_Brief_
Tally the lines below that contain the word "white", and give only that number.

_Task data_
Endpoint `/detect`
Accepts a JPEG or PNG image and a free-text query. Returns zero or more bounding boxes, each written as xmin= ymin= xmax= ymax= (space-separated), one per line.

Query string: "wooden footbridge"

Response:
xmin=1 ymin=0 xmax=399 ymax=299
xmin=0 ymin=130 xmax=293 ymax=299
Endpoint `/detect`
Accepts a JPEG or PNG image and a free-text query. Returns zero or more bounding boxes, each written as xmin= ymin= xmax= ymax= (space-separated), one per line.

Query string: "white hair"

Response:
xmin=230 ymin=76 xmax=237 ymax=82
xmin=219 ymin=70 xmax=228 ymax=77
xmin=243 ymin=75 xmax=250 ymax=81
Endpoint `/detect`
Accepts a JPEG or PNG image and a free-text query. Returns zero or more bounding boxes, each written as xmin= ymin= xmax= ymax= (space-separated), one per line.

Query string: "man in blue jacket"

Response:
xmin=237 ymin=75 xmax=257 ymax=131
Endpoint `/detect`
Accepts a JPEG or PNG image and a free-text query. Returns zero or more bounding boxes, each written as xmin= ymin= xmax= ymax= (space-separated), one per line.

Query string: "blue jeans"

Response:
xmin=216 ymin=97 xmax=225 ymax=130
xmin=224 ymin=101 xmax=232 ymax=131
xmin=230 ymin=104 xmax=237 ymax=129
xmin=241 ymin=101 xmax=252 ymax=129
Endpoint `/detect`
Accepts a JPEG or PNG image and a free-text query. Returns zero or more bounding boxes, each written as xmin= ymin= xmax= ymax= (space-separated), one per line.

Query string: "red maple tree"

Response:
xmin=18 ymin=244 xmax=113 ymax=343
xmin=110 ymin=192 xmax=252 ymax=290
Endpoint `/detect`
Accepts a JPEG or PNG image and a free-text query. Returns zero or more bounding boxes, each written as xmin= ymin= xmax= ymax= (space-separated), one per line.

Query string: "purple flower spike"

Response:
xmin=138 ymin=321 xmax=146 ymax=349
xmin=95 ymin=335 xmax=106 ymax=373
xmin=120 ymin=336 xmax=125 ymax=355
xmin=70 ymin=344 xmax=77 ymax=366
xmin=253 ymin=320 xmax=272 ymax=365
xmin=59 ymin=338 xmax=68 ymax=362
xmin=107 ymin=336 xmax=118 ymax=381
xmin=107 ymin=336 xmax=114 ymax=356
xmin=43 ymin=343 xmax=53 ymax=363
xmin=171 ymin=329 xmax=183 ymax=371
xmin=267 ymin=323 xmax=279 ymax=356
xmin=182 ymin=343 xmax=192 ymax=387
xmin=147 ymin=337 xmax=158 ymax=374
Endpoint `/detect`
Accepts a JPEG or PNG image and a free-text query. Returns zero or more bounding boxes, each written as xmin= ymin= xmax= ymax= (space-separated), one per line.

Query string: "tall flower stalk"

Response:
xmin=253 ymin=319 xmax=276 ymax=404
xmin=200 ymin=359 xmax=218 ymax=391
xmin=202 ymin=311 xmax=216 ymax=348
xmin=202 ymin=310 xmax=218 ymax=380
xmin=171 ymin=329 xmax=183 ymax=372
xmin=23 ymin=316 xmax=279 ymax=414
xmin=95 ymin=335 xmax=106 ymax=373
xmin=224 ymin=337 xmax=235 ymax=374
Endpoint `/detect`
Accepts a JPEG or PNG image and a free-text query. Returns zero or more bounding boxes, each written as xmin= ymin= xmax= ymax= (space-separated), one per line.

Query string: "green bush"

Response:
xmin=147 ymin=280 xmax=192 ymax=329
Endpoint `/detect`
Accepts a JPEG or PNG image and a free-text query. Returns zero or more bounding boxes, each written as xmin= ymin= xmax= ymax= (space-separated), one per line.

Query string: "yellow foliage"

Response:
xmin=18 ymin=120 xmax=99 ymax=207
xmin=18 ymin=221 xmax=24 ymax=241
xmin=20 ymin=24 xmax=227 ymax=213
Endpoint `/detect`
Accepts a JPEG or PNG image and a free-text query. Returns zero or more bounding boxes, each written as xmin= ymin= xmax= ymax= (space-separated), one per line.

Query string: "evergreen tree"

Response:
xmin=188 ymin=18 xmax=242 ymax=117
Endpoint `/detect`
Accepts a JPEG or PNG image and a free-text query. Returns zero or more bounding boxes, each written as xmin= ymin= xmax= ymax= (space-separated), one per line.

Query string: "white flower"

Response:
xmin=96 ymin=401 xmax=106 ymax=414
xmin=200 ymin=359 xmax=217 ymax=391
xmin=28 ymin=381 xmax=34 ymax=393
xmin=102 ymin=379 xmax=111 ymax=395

* * *

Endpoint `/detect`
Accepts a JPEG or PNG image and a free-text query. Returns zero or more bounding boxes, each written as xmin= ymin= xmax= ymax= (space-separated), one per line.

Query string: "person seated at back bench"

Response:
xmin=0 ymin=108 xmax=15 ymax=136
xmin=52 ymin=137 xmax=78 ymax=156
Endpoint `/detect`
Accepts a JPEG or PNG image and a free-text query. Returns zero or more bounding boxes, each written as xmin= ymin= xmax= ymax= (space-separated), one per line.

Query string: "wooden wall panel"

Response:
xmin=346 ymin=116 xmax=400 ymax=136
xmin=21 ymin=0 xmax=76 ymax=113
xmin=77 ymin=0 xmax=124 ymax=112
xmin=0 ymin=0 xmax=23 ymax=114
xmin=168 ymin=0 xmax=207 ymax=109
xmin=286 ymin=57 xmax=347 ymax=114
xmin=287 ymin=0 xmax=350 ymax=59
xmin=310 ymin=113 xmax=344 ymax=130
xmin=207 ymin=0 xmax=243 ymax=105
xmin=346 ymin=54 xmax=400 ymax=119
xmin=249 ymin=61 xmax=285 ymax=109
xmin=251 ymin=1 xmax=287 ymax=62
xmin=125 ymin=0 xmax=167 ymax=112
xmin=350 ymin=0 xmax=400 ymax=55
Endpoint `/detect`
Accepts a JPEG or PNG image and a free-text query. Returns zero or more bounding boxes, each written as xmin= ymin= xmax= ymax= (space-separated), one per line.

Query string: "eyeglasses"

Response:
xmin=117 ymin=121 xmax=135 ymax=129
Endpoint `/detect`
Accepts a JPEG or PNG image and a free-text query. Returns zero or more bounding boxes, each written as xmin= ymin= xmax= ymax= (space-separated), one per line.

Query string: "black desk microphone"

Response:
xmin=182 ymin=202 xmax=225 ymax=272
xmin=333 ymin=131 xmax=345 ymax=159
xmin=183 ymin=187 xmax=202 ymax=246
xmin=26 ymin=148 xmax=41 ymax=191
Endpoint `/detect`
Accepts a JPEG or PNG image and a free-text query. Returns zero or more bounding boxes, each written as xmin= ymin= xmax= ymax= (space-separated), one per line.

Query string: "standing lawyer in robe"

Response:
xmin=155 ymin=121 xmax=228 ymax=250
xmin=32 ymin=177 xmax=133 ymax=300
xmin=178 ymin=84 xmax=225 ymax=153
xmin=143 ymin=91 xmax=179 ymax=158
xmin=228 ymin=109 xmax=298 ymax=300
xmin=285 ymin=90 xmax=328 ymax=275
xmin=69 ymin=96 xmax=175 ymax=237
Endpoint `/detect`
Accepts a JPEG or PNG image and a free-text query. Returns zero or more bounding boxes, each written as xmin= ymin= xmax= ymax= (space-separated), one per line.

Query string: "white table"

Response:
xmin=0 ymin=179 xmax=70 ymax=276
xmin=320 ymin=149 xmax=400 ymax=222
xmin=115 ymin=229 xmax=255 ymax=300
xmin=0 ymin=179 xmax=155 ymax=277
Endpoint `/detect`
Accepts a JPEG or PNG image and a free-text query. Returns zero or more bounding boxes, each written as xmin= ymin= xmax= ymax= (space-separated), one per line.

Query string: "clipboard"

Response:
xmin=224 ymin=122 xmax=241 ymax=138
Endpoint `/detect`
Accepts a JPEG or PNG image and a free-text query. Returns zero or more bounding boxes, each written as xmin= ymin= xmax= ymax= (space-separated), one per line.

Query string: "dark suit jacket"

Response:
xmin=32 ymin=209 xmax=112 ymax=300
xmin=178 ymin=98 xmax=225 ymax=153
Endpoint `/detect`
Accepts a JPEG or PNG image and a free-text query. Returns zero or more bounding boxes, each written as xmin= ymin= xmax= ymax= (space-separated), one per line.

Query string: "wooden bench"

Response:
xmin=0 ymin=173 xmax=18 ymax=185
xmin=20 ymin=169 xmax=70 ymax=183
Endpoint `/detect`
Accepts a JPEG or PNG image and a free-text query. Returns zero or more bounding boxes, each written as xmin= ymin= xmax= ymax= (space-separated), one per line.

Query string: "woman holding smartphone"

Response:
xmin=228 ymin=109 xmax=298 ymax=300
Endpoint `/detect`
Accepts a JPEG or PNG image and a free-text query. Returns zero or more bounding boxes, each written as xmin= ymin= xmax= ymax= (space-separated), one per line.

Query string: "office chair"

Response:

_Answer section_
3